> _PARTS OF THE EXERCISE_
**A.** Copy the stretch of the wildflower preserves text from "Find a preserve" through "Toothwort, and trilliums.".
**B.** How would you render this sentence from the wildflower preserves text in Spanish: "Find a preserve near you and view an explosion of color this spring!"
**C.** Which plant at Eshqua Bog Natural Area does the wildflower preserves text call North America's tallest orchid?

> _PAGE TEXT_
··········

Find a preserve near you and view an explosion of color this spring!
Georgia: Black's Bluff Preserve
Black's Bluff Preserve is rather famous for March wildflowers, including Hepatica, Dutchman’s breeches, Toothwort, and trilliums.
New Jersey: Arctic Meadows Preserve
In the Conservancy’s 100-acre Arctic Meadows Preserve, a rare inland acidic seep combined with the unique underlying geology and soils has created a habitat where Hammond’s Yellow Spring Beauty can flourish.
What’s the big deal?
“This is the only place on the planet, the only place in the universe, that we know it occurs,” says New Jersey State Botanist David Snyder.
North Carolina: Green Swamp Preserve
North Carolina’s Green Swamp Preserve is the best place for people to see carnivorous Venus Flytraps in the wild (they only occur in an area about 60 miles around Wilmington, NC). You can also find 22 orchid varieties and a number of other really beautiful and sometimes rare plants there.
Pennsylvania: Long Pond Preserve
See the blooming, wild, and native rhodora at Long Pond Preserve, which represents the only natural community (a mesic till barren) of its kind in the world.
Vermont: Eshqua Bog Natural Area
Eshqua Bog Natural Area is a real botanical wonderland, and is home to the showy lady’s-slipper—North America’s tallest orchid! Sharing its limelight are dozens of other fascinating bog and fen plants, including pitcher plants and Labrador tea plants.

··········

> _RECORD EXTRACTS_
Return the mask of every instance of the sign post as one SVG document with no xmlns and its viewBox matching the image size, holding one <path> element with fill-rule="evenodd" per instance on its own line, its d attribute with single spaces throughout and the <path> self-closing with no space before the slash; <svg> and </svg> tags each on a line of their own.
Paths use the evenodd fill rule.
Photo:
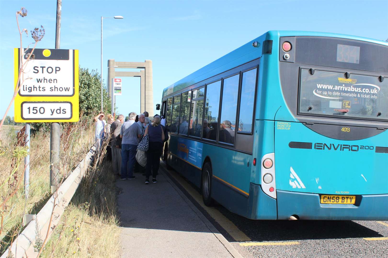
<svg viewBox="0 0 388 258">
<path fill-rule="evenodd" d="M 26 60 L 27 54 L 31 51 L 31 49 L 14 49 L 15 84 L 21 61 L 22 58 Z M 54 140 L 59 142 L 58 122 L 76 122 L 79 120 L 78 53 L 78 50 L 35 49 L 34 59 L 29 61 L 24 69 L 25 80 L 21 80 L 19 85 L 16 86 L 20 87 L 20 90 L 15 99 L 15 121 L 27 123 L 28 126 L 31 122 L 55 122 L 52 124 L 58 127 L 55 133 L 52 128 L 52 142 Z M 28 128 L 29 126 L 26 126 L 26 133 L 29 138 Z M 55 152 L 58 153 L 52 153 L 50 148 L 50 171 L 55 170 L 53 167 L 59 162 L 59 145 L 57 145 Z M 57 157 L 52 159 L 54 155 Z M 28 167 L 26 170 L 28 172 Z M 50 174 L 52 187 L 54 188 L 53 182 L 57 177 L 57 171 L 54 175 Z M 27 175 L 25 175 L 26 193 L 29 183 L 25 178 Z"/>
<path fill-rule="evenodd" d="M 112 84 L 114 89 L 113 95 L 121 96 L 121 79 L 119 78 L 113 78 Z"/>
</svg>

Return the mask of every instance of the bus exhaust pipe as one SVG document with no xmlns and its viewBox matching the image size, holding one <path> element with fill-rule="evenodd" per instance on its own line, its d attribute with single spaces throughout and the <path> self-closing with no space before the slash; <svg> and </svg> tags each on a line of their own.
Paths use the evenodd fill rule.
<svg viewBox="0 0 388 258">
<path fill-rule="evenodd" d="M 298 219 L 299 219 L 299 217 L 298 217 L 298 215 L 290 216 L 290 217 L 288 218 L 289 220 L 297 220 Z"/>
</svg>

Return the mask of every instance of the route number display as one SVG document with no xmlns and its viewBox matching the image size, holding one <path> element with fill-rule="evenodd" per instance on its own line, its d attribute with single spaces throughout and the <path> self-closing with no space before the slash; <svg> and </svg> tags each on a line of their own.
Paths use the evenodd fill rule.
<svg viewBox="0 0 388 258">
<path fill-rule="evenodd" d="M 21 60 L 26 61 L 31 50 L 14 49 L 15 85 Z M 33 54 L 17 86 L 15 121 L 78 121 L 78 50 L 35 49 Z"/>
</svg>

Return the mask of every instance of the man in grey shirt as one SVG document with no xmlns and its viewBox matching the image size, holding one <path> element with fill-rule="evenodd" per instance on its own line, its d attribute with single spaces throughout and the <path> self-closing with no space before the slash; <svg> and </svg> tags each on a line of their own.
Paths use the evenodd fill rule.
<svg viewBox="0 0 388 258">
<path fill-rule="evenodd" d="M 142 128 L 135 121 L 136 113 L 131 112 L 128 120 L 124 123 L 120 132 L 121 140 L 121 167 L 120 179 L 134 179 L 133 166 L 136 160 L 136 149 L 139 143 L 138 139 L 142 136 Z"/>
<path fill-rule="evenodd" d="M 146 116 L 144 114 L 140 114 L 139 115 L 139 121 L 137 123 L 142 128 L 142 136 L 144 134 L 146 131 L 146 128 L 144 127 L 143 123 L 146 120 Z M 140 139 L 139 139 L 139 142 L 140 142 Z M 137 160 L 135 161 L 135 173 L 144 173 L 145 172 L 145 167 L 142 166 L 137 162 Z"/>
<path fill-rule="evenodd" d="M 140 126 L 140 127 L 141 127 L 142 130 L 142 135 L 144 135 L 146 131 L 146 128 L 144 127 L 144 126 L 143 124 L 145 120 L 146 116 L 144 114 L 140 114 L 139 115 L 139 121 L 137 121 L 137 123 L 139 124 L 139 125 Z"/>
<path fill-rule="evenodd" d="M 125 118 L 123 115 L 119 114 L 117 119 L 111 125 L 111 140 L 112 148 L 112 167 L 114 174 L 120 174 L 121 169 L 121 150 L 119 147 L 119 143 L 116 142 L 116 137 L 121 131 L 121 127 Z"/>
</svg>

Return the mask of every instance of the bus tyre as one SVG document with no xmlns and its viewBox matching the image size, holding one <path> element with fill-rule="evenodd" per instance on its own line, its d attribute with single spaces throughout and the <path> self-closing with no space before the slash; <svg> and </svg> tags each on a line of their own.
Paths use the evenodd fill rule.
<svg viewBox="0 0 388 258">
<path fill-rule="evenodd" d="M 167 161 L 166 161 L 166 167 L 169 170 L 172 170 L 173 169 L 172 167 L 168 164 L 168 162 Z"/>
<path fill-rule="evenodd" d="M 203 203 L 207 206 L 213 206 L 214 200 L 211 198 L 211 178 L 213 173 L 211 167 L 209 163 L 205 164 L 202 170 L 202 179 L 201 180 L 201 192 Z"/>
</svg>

··········

> _PER-TASK ANSWERS_
**A.**
Find a preserve near you and view an explosion of color this spring!
Georgia: Black's Bluff Preserve
Black's Bluff Preserve is rather famous for March wildflowers, including Hepatica, Dutchman’s breeches, Toothwort, and trilliums.

**B.** ¡Encuentra una reserva cerca de ti y contempla una explosión de color esta primavera!

**C.** The showy lady's-slipper.